Position identification records:

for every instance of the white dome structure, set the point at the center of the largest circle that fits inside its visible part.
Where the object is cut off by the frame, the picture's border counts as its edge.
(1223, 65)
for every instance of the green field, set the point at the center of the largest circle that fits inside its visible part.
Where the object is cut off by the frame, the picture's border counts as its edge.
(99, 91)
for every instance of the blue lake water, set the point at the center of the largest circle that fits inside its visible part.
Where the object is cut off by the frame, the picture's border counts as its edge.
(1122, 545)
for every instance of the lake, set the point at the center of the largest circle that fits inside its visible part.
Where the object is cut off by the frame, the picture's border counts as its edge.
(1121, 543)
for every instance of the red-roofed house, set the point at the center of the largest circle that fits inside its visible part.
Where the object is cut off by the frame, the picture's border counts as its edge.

SET EXERCISE: Please return every line of the records above word for word.

OUTPUT OF THE EXERCISE:
for every instance of the white dome structure, set the point at the center of the largest circle that fits inside its visible part.
Where the object is cut off by the frame, the picture's border counts as its edge.
(1223, 65)
for every instance of the green field, set the point at the center of the largest circle that fits inside its visible part.
Where the object is cut off by the frame, the picture's border counts as its edge.
(99, 91)
for every instance of the blue lake water, set the point at the center of the largest circle that fits inside its visible part.
Where the object is cut off by the frame, the picture's border counts as its edge.
(1122, 545)
for every instance of the lake, set the point at the center of the largest circle that fits inside its visible part.
Where the object is cut off by the frame, the picture's border counts as its edge.
(1121, 543)
for every instance of the red-roofed house, set the point at the center of the largest circle that fits inside its visible part.
Where the object is cut off by the frame, the picture's border counts as its edge.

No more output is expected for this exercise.